Natural language region descriptions

^^^^^^^^^^^^^^^^

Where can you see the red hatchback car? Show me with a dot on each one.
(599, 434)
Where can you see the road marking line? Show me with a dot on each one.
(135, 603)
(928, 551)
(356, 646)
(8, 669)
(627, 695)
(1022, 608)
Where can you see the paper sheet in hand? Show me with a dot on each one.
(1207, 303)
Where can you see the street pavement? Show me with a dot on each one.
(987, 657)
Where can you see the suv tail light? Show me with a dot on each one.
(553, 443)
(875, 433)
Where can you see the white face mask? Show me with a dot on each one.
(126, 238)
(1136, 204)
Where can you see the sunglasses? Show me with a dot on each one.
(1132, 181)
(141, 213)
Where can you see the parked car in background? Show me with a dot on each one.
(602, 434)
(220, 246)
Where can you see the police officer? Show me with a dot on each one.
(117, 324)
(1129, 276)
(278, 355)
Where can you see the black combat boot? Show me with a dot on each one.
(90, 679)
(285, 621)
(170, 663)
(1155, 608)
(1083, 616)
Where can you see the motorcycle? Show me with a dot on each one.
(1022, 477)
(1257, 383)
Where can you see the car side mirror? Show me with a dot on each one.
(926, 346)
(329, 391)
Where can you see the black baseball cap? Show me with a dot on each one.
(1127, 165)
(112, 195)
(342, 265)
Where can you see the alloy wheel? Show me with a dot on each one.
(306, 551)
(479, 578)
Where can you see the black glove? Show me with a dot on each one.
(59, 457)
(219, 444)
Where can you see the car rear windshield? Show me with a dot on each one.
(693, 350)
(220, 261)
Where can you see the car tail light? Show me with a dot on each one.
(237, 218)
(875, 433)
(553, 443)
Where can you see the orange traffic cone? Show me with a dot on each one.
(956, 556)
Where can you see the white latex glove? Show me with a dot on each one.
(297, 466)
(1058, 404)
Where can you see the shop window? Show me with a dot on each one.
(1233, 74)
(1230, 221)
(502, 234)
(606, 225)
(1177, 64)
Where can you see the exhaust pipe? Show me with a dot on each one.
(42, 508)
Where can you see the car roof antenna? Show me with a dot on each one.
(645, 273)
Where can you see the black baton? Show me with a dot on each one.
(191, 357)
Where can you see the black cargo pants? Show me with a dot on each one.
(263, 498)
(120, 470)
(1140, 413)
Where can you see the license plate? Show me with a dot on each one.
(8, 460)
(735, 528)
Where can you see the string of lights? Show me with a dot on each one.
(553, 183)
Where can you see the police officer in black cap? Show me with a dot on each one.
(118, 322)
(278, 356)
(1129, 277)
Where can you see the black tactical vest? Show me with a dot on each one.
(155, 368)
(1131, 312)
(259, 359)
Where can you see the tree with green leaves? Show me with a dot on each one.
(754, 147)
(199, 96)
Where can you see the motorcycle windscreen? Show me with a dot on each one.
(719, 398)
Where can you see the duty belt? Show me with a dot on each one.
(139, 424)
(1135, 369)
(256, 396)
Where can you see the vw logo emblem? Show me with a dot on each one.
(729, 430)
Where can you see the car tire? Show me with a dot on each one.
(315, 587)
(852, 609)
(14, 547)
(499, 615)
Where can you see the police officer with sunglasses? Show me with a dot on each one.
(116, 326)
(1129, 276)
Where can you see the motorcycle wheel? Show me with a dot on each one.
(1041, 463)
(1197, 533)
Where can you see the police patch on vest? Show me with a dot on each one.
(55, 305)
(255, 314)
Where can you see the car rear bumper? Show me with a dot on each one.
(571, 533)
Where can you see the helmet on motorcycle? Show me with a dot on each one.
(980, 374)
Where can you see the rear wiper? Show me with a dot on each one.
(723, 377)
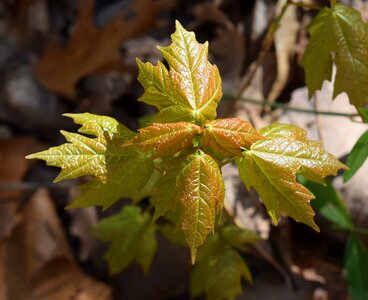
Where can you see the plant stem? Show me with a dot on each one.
(290, 108)
(266, 44)
(304, 5)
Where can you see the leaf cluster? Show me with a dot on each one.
(177, 159)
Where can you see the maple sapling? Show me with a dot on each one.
(189, 146)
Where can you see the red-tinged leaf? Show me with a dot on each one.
(190, 90)
(166, 139)
(278, 189)
(201, 195)
(229, 136)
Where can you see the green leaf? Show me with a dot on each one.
(356, 265)
(166, 139)
(190, 90)
(357, 156)
(219, 272)
(119, 171)
(287, 146)
(329, 203)
(278, 188)
(338, 36)
(271, 166)
(201, 195)
(229, 136)
(363, 113)
(164, 196)
(131, 239)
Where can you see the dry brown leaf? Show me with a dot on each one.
(91, 50)
(13, 166)
(37, 260)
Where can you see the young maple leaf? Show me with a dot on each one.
(271, 165)
(229, 136)
(119, 172)
(166, 139)
(338, 36)
(131, 237)
(220, 268)
(190, 90)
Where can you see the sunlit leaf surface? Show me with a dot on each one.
(191, 89)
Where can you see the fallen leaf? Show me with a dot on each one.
(38, 262)
(92, 50)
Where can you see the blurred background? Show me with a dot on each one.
(79, 56)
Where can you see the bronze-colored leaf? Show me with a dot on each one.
(229, 136)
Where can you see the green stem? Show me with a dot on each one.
(226, 161)
(304, 5)
(290, 108)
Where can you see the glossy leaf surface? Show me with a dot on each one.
(190, 90)
(278, 189)
(271, 165)
(229, 136)
(287, 146)
(119, 172)
(338, 36)
(131, 239)
(357, 156)
(329, 203)
(219, 271)
(166, 139)
(201, 195)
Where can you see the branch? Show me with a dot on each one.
(266, 44)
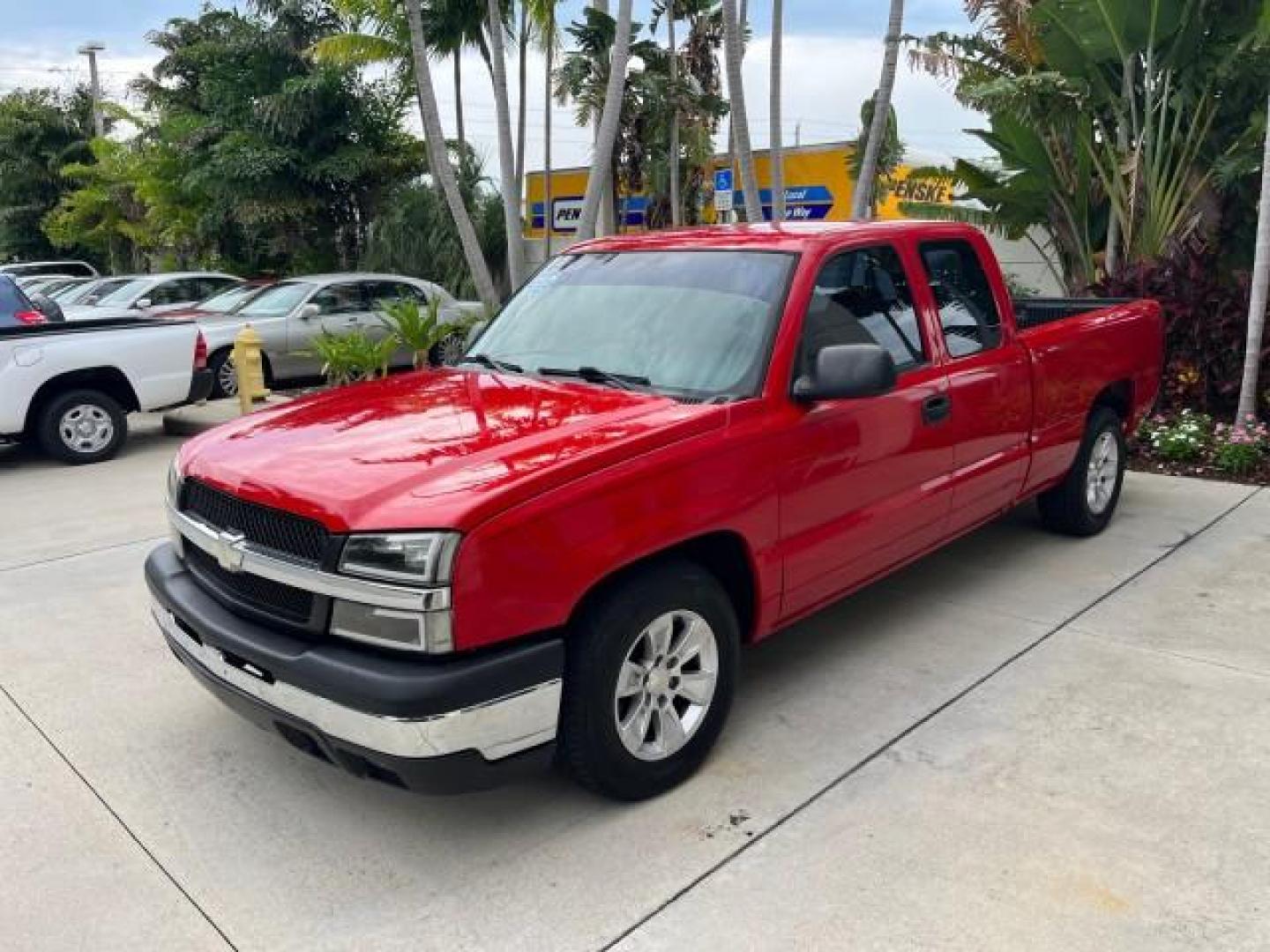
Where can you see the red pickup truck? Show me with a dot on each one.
(663, 449)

^^^^^^^^^^^^^^^^

What the exercise asks - Each line above must be set down exactly, though no picture should be carried over.

Solution to this task -
Where can you see the red hatchback car? Show me with a dot on each one.
(599, 434)
Where can you see the road marking line? Show me with a dot on each one.
(135, 603)
(928, 551)
(356, 646)
(8, 669)
(627, 695)
(1022, 608)
Where can you see the paper sheet in hand? Show me with a dot on each one.
(1207, 303)
Where can you see the street pavement? Show me with a dot on each one.
(987, 657)
Where can you see the suv tail light? Show me with a dot on each one.
(553, 443)
(875, 433)
Where can you see the white face mask? Show me with a dot on each one.
(126, 238)
(1136, 204)
Where can you see the sunglasses? Show me with a dot on each one.
(1132, 181)
(141, 213)
Where can you see the parked car in background? Show me with a dot on each one.
(602, 434)
(220, 246)
Where can you see the police officer? Show me with a dot on each one.
(117, 324)
(1129, 276)
(278, 355)
Where can you see the black combat boot? Show me with a dot on each one.
(90, 679)
(285, 621)
(170, 663)
(1155, 608)
(1083, 616)
Where can you see the motorcycle? Show me with a dot on each one.
(1022, 477)
(1257, 383)
Where can you see the car side mirror? Show me with a dot on each one.
(926, 346)
(329, 391)
Where can you see the black baseball cap? Show me with a dot on each one.
(1127, 165)
(112, 195)
(342, 265)
Where can you see the alloy wheel? Show me with a dot on each one.
(306, 551)
(479, 578)
Where can you see the black glove? Show me with a dot on each one.
(59, 457)
(219, 444)
Where can you see the car rear windshield? Show me with a dot on each one.
(693, 350)
(220, 261)
Where can you see the car tail light? Show me with a dot on each one.
(237, 218)
(875, 433)
(553, 443)
Where can you see the orange traffic cone? Show me with a dot on each one.
(956, 556)
Where can you see the white latex glove? Show me with a dot on each one.
(297, 466)
(1058, 404)
Where can you see the shop window? Show me with a dot on each one.
(1233, 74)
(1230, 221)
(502, 234)
(606, 225)
(1177, 64)
Where can you see the exhaust pipe? Show me with a dot on each one.
(42, 508)
Where can you see the car roof antenna? Show me with a dot on each one.
(645, 273)
Where can you see the black baton? Show me with a dot on each one.
(191, 357)
Where can you see the black cargo pants? Show me with a dot on each one.
(263, 498)
(120, 470)
(1140, 413)
Where can you see the license plate? Show me with a dot on each one.
(8, 460)
(735, 528)
Where can you see the string of lights? Show me with a dot on each one.
(553, 183)
Where can you see the police officer in black cap? Show me with a dot on each one.
(118, 322)
(278, 356)
(1129, 277)
Where can you see the black tactical vest? Show me with a dot on each one.
(155, 368)
(1131, 312)
(259, 359)
Where can you see the tree with green leaves? Show me with a dot on each one.
(754, 147)
(199, 96)
Where can you see the motorcycle windscreen? Show me with a dot on each one.
(719, 398)
Where can you see the duty belt? Show me with a dot on each one.
(139, 424)
(1135, 369)
(256, 396)
Where can you see the vw logo emblem? Show me with a dot on each one.
(729, 430)
Where can you see the car tire? Show me with a dot on each one.
(315, 587)
(852, 609)
(14, 547)
(499, 615)
Where can you see the police officer with sunglasses? Show me with a dot on each one.
(116, 326)
(1129, 276)
Where can you see the motorcycle wheel? Show me with a dot on each one.
(1041, 463)
(1197, 533)
Where can you see the police patch on vest? Show me with a dot on each one.
(55, 305)
(255, 314)
Where can you see the car rear bumper? Show me with a dot on each one.
(571, 533)
Where can you see the helmet on motorcycle? Show me with a dot on each one.
(980, 374)
Where can you see the rear wiper? Show me with a dot on each one.
(723, 377)
Where can you see the plant stem? Show me with a dot on each one.
(290, 108)
(266, 44)
(304, 5)
Where can you see the leaf cluster? Show me with a dot on each one.
(177, 159)
Where can you see the maple sapling? Show me with a dot on each one.
(189, 146)
Where can you see the red-tinged leaf? Show me with a dot on each one.
(190, 90)
(166, 139)
(278, 189)
(201, 195)
(229, 136)
Where can you see the green leaf? Show me with a dot on each one.
(356, 265)
(166, 139)
(190, 90)
(357, 156)
(219, 272)
(119, 171)
(287, 146)
(329, 203)
(278, 188)
(338, 36)
(271, 166)
(201, 195)
(229, 136)
(363, 113)
(164, 196)
(131, 239)
Where can you see the dry brown leaf? Show me with a dot on each one.
(91, 50)
(13, 166)
(37, 260)
Where can you see the young maple leaf? Show me with a dot on each one.
(271, 165)
(229, 136)
(119, 172)
(166, 139)
(338, 36)
(131, 237)
(220, 268)
(190, 90)
Where can you see the sunlit leaf surface? Show me with a dot on each one.
(191, 89)
Where can you see the fallen leaf? Show me with a dot on each one.
(38, 262)
(92, 50)
Where can you see the blurred background? Show me with a dot on each one.
(79, 56)
Where can you see the bronze-colored leaf? Show me with a dot on each one.
(229, 136)
Where can you see the green stem? Show me with a dot on each one.
(226, 161)
(304, 5)
(290, 108)
Where can you see the glossy leaf surface? Show me with a dot on each one.
(190, 90)
(278, 189)
(271, 165)
(229, 136)
(287, 146)
(119, 172)
(338, 36)
(131, 239)
(357, 156)
(329, 203)
(219, 271)
(166, 139)
(201, 195)
Where can you see the branch? Show me with a dot on each one.
(266, 44)
Where can you see the red pickup truck? Show me with a dot on each one.
(663, 449)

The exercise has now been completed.